***** Material supplied *****
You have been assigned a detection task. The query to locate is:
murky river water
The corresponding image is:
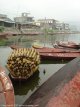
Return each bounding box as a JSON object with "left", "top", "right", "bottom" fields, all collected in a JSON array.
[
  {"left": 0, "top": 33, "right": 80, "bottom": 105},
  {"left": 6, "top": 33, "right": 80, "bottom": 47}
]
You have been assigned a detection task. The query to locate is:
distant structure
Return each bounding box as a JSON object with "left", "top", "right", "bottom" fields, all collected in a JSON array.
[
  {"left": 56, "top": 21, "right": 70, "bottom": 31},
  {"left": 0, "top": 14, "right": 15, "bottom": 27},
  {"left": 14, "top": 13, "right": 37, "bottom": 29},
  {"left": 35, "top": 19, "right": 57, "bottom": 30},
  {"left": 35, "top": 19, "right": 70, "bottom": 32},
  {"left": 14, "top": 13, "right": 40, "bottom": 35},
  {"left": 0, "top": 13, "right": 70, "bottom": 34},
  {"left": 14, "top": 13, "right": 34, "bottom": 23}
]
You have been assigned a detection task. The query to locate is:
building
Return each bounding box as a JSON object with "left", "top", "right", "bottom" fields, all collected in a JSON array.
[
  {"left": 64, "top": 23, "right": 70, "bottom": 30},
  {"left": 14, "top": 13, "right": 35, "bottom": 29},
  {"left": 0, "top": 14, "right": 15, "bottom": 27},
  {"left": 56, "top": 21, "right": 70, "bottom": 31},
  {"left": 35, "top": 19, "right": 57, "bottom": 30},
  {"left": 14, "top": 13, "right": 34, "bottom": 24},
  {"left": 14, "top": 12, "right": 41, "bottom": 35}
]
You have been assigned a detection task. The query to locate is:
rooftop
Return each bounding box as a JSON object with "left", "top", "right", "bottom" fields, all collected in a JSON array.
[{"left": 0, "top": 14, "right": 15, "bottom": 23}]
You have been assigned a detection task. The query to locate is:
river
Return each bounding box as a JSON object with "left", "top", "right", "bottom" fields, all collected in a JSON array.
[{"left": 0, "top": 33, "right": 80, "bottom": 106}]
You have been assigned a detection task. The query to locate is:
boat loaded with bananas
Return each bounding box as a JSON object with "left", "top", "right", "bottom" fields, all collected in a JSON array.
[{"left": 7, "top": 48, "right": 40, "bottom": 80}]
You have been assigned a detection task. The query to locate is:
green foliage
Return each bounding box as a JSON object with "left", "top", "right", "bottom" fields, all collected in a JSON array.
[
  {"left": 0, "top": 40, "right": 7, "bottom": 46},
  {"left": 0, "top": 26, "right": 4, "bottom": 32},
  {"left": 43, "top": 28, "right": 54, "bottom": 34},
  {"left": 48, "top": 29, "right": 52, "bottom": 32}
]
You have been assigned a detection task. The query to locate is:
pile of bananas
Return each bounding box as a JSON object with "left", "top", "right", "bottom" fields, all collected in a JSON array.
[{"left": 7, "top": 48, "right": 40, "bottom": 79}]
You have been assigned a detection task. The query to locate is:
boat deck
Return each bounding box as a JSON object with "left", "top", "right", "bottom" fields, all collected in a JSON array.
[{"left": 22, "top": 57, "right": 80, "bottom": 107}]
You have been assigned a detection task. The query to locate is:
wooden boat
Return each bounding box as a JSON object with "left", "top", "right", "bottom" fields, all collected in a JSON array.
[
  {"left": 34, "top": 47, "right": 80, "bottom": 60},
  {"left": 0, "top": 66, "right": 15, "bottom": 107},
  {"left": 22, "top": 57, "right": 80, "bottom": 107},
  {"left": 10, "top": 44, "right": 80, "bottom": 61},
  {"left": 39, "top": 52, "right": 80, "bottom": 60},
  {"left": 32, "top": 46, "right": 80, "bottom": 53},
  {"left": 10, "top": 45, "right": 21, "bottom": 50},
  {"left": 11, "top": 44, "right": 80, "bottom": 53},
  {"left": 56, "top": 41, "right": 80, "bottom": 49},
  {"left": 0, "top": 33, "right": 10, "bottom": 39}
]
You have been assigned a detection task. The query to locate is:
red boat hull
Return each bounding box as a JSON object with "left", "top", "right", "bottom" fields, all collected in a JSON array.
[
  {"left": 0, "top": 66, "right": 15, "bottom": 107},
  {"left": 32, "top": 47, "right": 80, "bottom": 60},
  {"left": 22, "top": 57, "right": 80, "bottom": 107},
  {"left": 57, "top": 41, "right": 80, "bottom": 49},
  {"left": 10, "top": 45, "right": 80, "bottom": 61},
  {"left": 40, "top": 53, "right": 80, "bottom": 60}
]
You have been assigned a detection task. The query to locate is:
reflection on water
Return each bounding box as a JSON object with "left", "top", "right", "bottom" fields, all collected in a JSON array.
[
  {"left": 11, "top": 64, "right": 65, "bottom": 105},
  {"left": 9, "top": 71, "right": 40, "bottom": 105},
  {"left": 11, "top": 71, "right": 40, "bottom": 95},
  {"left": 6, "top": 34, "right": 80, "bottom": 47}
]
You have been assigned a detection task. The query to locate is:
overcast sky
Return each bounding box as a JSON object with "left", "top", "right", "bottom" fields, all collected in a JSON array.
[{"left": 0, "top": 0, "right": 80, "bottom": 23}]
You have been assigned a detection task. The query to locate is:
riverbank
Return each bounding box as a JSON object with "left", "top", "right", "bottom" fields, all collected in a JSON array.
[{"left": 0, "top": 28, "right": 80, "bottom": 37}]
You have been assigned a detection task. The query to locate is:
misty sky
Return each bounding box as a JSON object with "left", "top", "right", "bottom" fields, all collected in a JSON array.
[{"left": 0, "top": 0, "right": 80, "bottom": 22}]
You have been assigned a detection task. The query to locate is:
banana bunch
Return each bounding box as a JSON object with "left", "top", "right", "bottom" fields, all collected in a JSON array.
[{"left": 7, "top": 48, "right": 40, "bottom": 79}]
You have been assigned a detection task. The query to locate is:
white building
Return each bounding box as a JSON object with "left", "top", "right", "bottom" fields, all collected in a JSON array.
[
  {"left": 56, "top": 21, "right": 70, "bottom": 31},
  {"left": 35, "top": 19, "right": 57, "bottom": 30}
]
*****
Exercise.
Some of the data mentions "boat". Copy every line where it does.

Exercise result.
boat loaded with bananas
boat deck
wooden boat
red boat hull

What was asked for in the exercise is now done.